▶ _Text passage_
------------------------------------------------------------------------

Szasz sees the zeal for improving the world associated with liberalism at work in the form of the various campaigns waged in the U.S. against enemies such as fear, disease, need, and poverty. In this conception of reality, the physician becomes a general who wages war against disease and pain, with a constantly modernized arsenal of drugs and surgical techniques at his disposal. In community psychiatry, this war perspective leads for Szasz to direct social coercion: modern social therapy appears in the tradition of all political-bureaucratic thinking as a hunt for victims and their rapists. The administered benefits often have a harsher and more hurtful effect on the “victims” than the previous neglect. The individual is increasingly denied the competence to judge his own living conditions. In all of this, the therapeutic goals of medical care understood in this way are only apparently as “good” as the reform enthusiasts naively assume. In fact, behind the relentless reform zeal lies the only thinly veiled desire for control. Control of the “patient estate” works smoothly in the medical field, where people are willing and ready to play the patient role so that doctors can play the diagnostician and therapist. In this regard, the relationship of authority between the two sides resembles the relationship that existed between priests and believers in the religious world of the Middle Ages.

------------------------------------------------------------------------

▶ _Recorded information_

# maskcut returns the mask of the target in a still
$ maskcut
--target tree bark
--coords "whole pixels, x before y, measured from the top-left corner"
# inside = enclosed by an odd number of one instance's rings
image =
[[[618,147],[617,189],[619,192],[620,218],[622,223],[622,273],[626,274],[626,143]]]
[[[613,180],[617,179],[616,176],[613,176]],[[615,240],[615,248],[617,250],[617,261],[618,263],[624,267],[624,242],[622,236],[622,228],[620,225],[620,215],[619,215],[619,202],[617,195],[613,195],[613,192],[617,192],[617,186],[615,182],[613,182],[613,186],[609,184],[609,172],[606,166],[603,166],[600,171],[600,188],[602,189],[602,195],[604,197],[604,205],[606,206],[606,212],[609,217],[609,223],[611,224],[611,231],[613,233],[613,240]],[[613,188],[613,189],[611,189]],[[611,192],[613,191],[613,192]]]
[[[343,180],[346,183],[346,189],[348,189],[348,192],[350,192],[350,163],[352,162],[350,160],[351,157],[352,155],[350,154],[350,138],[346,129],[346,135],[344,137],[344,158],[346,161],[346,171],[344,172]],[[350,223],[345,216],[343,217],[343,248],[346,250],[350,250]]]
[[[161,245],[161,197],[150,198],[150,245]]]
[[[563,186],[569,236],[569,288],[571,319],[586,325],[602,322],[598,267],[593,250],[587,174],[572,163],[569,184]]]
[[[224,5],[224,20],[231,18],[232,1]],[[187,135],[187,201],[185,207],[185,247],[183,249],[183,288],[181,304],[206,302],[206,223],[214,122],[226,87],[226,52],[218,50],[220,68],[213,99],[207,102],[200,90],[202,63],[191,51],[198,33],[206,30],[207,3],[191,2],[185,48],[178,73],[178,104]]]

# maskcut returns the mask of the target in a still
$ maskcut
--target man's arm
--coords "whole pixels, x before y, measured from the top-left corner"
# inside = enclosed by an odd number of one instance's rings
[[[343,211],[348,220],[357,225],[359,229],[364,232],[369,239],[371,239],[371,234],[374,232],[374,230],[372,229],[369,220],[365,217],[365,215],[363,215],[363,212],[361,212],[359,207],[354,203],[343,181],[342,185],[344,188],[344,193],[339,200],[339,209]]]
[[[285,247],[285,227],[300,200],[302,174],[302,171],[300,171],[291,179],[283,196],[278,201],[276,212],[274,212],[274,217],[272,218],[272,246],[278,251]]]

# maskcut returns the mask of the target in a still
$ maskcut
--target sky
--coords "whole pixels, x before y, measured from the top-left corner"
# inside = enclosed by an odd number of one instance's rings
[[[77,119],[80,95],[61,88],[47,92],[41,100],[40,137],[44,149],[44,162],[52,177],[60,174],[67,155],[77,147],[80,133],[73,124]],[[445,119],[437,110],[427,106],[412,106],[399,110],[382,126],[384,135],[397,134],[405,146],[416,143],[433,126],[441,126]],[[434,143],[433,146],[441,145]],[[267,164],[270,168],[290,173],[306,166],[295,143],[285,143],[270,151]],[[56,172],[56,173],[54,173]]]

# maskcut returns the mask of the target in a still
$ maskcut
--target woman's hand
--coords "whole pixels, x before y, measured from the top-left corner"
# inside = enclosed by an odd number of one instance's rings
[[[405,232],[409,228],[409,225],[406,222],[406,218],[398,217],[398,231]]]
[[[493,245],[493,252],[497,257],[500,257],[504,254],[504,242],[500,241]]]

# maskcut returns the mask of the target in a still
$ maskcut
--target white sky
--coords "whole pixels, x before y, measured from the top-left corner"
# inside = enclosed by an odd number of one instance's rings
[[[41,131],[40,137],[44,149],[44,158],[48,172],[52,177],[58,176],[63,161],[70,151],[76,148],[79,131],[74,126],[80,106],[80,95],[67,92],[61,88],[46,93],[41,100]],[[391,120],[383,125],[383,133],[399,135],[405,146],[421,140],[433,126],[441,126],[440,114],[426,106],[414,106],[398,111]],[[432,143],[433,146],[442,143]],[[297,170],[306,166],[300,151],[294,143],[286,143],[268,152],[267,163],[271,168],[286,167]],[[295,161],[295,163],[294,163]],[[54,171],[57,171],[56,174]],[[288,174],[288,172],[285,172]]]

------------------------------------------------------------------------

▶ _Work item 1_
Decide whether each statement agrees with the passage about Szasz's view of medicine: (a) the physician is pictured as a general at war with disease and pain; (b) the administered benefits are described as gentler than the earlier neglect; (c) the authority between doctor and patient is compared to that between priests and believers in the Middle Ages. For each, answer yes or no and quote the words from the passage that decide it.
▶ _Work item 2_
Extend the passage about Szasz's view of medicine with the next few sentences, beginning right after the comparison with priests and believers.

▶ _Response area 1_
(a) Yes: "the physician becomes a general who wages war against disease and pain"
(b) No: "The administered benefits often have a harsher and more hurtful effect on the “victims” than the previous neglect."
(c) Yes: "the relationship of authority between the two sides resembles the relationship that existed between priests and believers in the religious world of the Middle Ages"

▶ _Response area 2_
Modern physicians, on the other hand, hate nothing more than patients who refuse to dutifully play the patient role. For Szasz, the prototype of such unwilling patients in the sixties is the “delinquent” youth. Student protest is seen by quite a few psychologists and psychiatrists as an expression of a fundamental character deformation from which young people suffer. For Szasz, however, it is not so much the unruly young people who suffer from this as school principals, university rectors and psychiatrists. From their point of view, the unwillingness of the boys to take on the role of the sick and thus hand themselves over to the doctors is a dangerous sign. The worried warnings foreshadow where they want to drag society at large: denying individuals the inalienable right to suffer and forcing them to undergo standardized treatments administered by the bureaucratic welfare state in the name of freedom and health.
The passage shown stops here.